Which lines in the listing below contain the word "above"? Report each of them in full.

---------- Material to process

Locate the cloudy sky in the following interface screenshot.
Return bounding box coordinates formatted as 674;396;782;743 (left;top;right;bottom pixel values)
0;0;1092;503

--------------------
---------- Material to process

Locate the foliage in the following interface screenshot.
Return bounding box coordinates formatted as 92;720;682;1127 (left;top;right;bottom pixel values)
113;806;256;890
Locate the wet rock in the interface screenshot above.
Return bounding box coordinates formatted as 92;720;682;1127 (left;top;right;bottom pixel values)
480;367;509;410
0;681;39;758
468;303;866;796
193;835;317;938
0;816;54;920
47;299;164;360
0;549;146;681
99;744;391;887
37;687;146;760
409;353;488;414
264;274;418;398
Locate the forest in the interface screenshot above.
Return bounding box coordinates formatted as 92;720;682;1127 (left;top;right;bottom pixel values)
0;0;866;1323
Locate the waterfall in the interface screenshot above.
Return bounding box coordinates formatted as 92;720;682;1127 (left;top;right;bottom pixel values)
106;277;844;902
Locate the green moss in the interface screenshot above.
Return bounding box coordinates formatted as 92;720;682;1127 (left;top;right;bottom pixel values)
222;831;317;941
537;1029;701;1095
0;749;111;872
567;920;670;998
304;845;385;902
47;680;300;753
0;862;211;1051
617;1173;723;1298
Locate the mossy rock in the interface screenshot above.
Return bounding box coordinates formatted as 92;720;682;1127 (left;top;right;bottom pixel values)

--------------------

### Response
Locate the wet rock in the interface screenshot above.
Locate the forest in the interface screenshot above.
Locate the waterfall in the interface screenshot above.
Locate the green moss in the interface screenshot above.
Locate the mossy rock in the interface screenshot above.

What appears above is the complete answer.